Source records:
>> begin

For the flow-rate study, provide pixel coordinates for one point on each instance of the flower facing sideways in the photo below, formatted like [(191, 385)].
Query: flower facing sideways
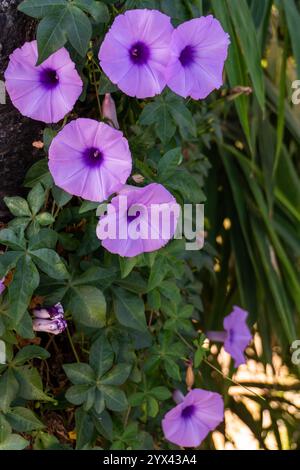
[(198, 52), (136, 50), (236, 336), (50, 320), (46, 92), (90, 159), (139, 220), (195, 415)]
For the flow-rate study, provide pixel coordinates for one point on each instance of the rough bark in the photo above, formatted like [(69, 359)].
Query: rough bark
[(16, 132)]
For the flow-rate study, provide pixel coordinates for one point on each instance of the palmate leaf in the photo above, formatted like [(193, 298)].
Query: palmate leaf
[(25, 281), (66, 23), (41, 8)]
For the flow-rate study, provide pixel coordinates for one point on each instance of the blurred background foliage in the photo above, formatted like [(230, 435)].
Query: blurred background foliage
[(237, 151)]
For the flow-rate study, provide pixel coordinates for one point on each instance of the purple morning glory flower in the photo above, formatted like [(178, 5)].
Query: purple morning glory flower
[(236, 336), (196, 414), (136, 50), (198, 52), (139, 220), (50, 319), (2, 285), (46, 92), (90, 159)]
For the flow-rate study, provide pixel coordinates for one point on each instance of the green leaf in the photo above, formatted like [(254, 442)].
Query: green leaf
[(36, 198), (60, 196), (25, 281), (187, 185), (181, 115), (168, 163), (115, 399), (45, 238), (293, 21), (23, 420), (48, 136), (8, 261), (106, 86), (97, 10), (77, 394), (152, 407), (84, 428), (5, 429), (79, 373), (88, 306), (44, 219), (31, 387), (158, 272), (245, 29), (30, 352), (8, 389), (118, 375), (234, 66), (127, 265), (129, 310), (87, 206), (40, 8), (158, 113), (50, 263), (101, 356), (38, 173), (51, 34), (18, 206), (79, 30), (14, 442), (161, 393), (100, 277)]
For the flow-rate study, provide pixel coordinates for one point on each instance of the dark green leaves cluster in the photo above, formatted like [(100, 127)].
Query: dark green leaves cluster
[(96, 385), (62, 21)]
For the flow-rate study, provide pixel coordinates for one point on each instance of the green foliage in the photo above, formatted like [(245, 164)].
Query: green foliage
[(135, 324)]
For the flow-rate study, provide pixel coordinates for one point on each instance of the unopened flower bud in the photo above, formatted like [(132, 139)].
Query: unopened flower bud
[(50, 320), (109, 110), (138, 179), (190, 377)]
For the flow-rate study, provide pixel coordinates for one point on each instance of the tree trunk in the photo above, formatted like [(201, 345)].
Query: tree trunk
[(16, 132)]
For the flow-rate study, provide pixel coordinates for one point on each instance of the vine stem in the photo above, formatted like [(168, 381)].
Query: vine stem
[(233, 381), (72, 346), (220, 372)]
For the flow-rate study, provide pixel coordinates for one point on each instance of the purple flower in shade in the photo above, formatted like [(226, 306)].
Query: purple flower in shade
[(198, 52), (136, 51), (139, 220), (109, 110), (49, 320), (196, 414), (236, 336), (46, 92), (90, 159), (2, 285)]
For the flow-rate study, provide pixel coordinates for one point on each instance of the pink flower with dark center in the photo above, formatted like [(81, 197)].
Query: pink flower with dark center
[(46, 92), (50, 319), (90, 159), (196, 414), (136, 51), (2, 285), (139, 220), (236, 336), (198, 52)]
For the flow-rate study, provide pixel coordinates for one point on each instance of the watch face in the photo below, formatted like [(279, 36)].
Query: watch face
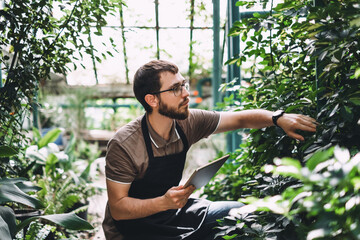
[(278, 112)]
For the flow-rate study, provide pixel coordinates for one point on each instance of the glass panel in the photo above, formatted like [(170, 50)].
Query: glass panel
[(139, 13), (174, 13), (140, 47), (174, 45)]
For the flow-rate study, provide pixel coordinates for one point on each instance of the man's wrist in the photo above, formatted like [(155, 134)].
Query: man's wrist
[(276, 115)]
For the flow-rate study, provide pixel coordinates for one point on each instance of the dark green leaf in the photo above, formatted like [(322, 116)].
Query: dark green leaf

>> end

◆ **The exercise**:
Retype the entire listing above word for word, omitting the pictures.

◆ **Exercise answer**:
For the flow-rate study, provide pixel coordinates for one point on each instance of the flower facing sideways in the photo below, formatted like [(191, 385)].
Query: flower facing sideways
[(198, 52), (136, 50), (236, 336), (50, 320), (46, 92), (90, 159), (139, 220), (195, 415)]
For the flow-rate study, provide pixel coordinates for one point on each instance of the rough bark in the photo above, formatted like [(69, 359)].
Query: rough bark
[(16, 132)]
For the flow-rate study, provide pixel coordinates for one point on each instance of the palmate leaf in the photo above, formatted like [(193, 298)].
Query: palmate leaf
[(25, 281), (66, 23), (41, 8)]
For the flow-rate study, provide pixel coordinates for one point on each instance of the blurred background foliage in the photo above, formatted like [(230, 435)].
Query: blurred background foliage
[(237, 151)]
For the flow-rate study, provide pixel coordinates for one point on each instance of the purple morning glory flower in the photo above, formatted like [(178, 5)].
Query: purple morning glory flower
[(236, 336), (196, 414), (136, 50), (198, 52), (139, 220), (50, 319), (2, 285), (46, 92), (90, 159)]
For the flow-rate study, provide pixel coordinates for one point on each instance of the green leaf in the photo above, formatted like [(254, 442)].
Query: green leaf
[(36, 198), (60, 196), (25, 281), (187, 185), (181, 115), (168, 163), (115, 399), (45, 238), (293, 21), (23, 420), (48, 136), (8, 261), (106, 86), (97, 10), (77, 394), (152, 407), (84, 428), (5, 429), (79, 373), (88, 306), (44, 219), (31, 387), (158, 272), (245, 29), (30, 352), (8, 389), (118, 375), (234, 66), (127, 265), (129, 310), (87, 206), (40, 8), (158, 113), (50, 263), (101, 356), (38, 173), (51, 34), (18, 206), (79, 30), (14, 442), (161, 393), (100, 277)]
For the flow-rate study, provide pixel coordinates for one point on each instance of the dark green leaves cluster in the photo above, formatted like [(100, 127)].
Query: dark green leaves cluster
[(96, 385), (62, 21)]
For the flow-rate study, provide pixel coordinates for one point on each instance of the green foliage in the photo above, formatted like [(245, 164)].
Query: green foliage
[(135, 324)]
For the flow-rate study, provide pixel coordinates for one point on each instance of the unopened flower bud in the photo above, formatted like [(132, 139)].
Query: unopened flower bud
[(50, 320), (109, 110), (138, 179), (190, 377)]
For the flow-rate study, provide pixel coordinates for one point on each instance of the tree trunk in the photo above, formatted like [(201, 345)].
Query: tree trunk
[(16, 132)]
For the flow-rate study, provide pixel coordinates for one point on each instance of the vine stem in the photo above, formatted like [(168, 381)].
Query: vine stem
[(233, 381), (72, 346), (220, 372)]
For the flow-rate study, provide pixel coordinates for one point on each instance of the purple flower in shade in the photo above, formatted like [(226, 306)].
Query: purple flower in shade
[(198, 52), (136, 51), (139, 220), (109, 110), (49, 320), (196, 414), (236, 336), (46, 92), (90, 159), (2, 285)]
For the flow-rate study, provide pixel coordinates for one point on each instance of the pink flower with dark center in the photo above, formatted like [(81, 197)].
Query: pink flower with dark center
[(46, 92), (50, 319), (90, 159), (196, 414), (136, 51), (2, 285), (139, 220), (236, 336), (198, 52)]
For the flow-rate study, provide pixel coordinates for one point on each instance of the watch face in the photo below, formatted like [(279, 36)].
Query: watch face
[(278, 112)]
For the flow-rate study, provide pixel coordinates for one point on each instance of the glass panel in the photo above, formatted like [(170, 50)].
Query: glass panel
[(139, 13), (174, 13), (140, 47), (174, 45)]
For the flow-rate study, provide pixel coordinates for one point on each instance of the man's wrist in the photo above, formatted like [(155, 134)].
Query: man's wrist
[(276, 115)]
For the flow-rate study, provide pixel coordinates for one point on each instance of the dark green leaf in the photo above, formatted like [(322, 116)].
Query: dark green leaf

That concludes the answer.